Exercise brief: Reproduce all entries word for word.

Records:
★ ★ ★ ★

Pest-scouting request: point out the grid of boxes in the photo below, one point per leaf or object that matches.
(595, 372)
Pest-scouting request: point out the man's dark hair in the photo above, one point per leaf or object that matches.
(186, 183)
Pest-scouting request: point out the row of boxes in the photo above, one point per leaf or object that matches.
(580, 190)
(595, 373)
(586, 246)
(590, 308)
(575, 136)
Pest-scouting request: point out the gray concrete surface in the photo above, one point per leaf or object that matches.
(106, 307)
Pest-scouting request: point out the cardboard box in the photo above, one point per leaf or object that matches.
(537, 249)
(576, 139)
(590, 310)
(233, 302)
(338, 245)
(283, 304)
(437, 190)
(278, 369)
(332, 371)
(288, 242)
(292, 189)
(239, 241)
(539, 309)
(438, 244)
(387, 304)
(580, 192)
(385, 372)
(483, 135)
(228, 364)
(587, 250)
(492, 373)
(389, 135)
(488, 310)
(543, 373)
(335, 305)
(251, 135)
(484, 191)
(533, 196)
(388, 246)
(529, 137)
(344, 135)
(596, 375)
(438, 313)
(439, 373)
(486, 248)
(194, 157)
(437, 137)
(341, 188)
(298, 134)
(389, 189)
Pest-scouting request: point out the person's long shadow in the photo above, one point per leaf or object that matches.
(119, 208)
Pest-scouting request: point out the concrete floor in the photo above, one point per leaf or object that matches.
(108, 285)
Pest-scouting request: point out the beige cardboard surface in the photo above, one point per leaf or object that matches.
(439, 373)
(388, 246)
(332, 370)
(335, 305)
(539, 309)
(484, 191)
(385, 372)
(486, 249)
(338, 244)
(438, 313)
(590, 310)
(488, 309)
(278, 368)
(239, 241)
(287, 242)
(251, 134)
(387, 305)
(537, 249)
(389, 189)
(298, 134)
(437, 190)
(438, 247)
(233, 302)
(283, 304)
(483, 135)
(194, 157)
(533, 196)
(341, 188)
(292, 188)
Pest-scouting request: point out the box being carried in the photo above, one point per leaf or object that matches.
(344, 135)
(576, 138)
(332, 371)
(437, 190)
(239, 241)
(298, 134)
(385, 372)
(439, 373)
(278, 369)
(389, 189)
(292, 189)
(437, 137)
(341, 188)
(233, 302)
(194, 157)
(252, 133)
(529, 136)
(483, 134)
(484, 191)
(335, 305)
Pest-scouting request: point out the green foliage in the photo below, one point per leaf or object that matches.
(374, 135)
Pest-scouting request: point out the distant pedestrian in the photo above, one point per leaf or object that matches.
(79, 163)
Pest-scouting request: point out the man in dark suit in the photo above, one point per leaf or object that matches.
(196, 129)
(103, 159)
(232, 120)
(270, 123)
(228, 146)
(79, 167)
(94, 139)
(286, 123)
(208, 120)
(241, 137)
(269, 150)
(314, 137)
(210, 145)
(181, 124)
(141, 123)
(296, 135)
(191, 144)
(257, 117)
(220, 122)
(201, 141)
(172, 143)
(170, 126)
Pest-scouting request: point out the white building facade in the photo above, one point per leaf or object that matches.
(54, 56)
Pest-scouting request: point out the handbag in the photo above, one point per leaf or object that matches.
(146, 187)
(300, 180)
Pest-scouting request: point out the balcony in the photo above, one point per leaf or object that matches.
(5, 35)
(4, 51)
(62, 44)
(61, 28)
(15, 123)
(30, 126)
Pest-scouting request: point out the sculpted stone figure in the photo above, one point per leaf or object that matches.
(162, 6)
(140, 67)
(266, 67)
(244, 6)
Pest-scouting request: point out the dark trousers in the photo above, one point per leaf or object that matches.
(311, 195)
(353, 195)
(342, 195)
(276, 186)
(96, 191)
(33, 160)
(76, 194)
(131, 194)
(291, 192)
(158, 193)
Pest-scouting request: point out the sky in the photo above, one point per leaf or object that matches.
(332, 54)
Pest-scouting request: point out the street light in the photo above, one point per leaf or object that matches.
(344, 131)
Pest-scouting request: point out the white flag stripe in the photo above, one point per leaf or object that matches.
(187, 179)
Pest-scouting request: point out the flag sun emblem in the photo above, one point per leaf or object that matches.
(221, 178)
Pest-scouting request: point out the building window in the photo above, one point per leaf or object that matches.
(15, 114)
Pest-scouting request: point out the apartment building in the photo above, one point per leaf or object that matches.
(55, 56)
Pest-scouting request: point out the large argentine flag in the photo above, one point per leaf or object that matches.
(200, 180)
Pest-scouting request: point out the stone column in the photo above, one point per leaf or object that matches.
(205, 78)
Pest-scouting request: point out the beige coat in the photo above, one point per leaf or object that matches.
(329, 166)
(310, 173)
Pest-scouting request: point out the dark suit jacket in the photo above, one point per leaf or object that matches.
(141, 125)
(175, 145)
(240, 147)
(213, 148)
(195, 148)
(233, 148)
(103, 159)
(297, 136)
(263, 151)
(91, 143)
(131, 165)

★ ★ ★ ★

Final answer:
Pest-scouting request: point out the grid of boxes in the photo below, one point per leaf or object that matches.
(595, 372)
Pest-scouting request: point out the man's dark hair in the photo above, one point per leaf or object that matches.
(186, 183)
Pest-scouting request: point out the row of boxes in the photo above, one point per leaf or object that matches.
(580, 190)
(595, 373)
(586, 246)
(590, 308)
(575, 136)
Pest-scouting request: point out the gray concrete surface in the photo above, one point per leaf or object that matches.
(106, 307)
Pest-scouting request: point out the cardboard box in the photo above, one point per leaf or object that matches.
(537, 249)
(576, 139)
(590, 310)
(233, 302)
(338, 245)
(283, 304)
(437, 190)
(278, 369)
(332, 371)
(288, 242)
(292, 189)
(239, 241)
(539, 309)
(438, 244)
(387, 304)
(580, 192)
(385, 372)
(483, 135)
(228, 364)
(587, 250)
(492, 373)
(389, 135)
(488, 310)
(543, 373)
(335, 305)
(251, 135)
(484, 191)
(533, 196)
(388, 246)
(529, 137)
(344, 135)
(596, 375)
(438, 313)
(439, 373)
(486, 248)
(194, 157)
(437, 137)
(341, 188)
(298, 134)
(389, 189)
Pest-scouting request: point out the person's long shadow in the photo above, one point per leaf or object that matches.
(119, 208)
Pest-scouting request: point out the concrete floor in the photo above, one point per leaf or object that matches.
(108, 285)
Pest-scouting request: point out the beige cardboard surface in the photo above, one point per leaf or object that matches.
(439, 373)
(388, 246)
(332, 370)
(335, 305)
(539, 309)
(484, 191)
(385, 372)
(486, 249)
(338, 244)
(438, 313)
(590, 310)
(488, 309)
(278, 368)
(239, 241)
(287, 242)
(251, 134)
(387, 305)
(537, 249)
(389, 189)
(298, 134)
(437, 190)
(438, 247)
(233, 302)
(283, 304)
(483, 135)
(194, 157)
(533, 196)
(341, 188)
(292, 188)
Pest-scouting request: point out the box being carried in the photo above, one point per leaf or object that matches.
(344, 135)
(576, 138)
(332, 371)
(437, 190)
(239, 241)
(298, 134)
(385, 372)
(439, 373)
(278, 369)
(389, 189)
(292, 189)
(437, 137)
(341, 188)
(233, 302)
(194, 157)
(252, 133)
(529, 136)
(483, 134)
(484, 191)
(335, 305)
Pest-scouting request: point out the green foliage in the photo below, one point per leaf or object that matches.
(374, 135)
Pest-scouting request: point out the distant pedestrian in the photo above, one point per leaf or object that matches.
(79, 163)
Pest-scouting request: point out the man in dark suit in the photo above, one point per leaf or object that matches.
(196, 129)
(103, 159)
(232, 120)
(270, 123)
(228, 146)
(79, 167)
(94, 139)
(286, 123)
(208, 120)
(241, 137)
(269, 150)
(314, 137)
(210, 145)
(181, 124)
(141, 123)
(296, 135)
(191, 144)
(257, 117)
(220, 122)
(201, 141)
(172, 143)
(170, 126)
Pest-scouting request: point out the white building facade in the photo above, one point per leaf or object that matches.
(54, 56)
Pest-scouting request: point out the handbag in the photo above, one point per leaf or object that matches.
(146, 187)
(300, 180)
Pest-scouting request: point out the balcony in the photo above, one point per leaf or object that matches.
(5, 35)
(4, 51)
(62, 44)
(61, 28)
(15, 123)
(30, 126)
Pest-scouting request: point out the sculpted stone figure in the photo above, one point per leaf or object that matches.
(162, 6)
(140, 67)
(266, 67)
(244, 6)
Pest-scouting request: point out the dark trousers in the photo above, one point per leaf or object that matches.
(311, 195)
(353, 195)
(342, 195)
(276, 186)
(96, 191)
(33, 160)
(76, 194)
(131, 194)
(291, 192)
(158, 193)
Pest-scouting request: point out the sky in the photo above, one point per leaf or object that matches.
(332, 54)
Pest-scouting request: point out the street light in the photo above, one point per leaf or object that matches.
(344, 131)
Pest-scouting request: point out the white flag stripe in the photo above, one point per leaf or object that matches.
(187, 179)
Pest-scouting request: point out the flag sun emblem in the photo above, one point per leaf or object that matches.
(221, 178)
Pest-scouting request: point out the building window in the photo above, one point per leaf or object that matches.
(15, 114)
Pest-scouting request: point out the apartment building in the photo above, one point per leaf or object that matches.
(55, 56)
Pest-scouting request: point out the large argentine flag in the photo above, one point per leaf or object that matches.
(200, 180)
Pest-scouting request: point out the stone column in the photo above, one point per leaf or object that matches.
(205, 78)
Pest-scouting request: point out the beige coat in the photo above, one point per leaf or object that matches.
(329, 166)
(310, 173)
Pest-scouting request: point out the dark suit jacket in the photo above, one point per leaf or object that matches.
(141, 125)
(175, 145)
(240, 147)
(213, 148)
(195, 148)
(233, 148)
(103, 159)
(297, 136)
(263, 151)
(91, 143)
(131, 165)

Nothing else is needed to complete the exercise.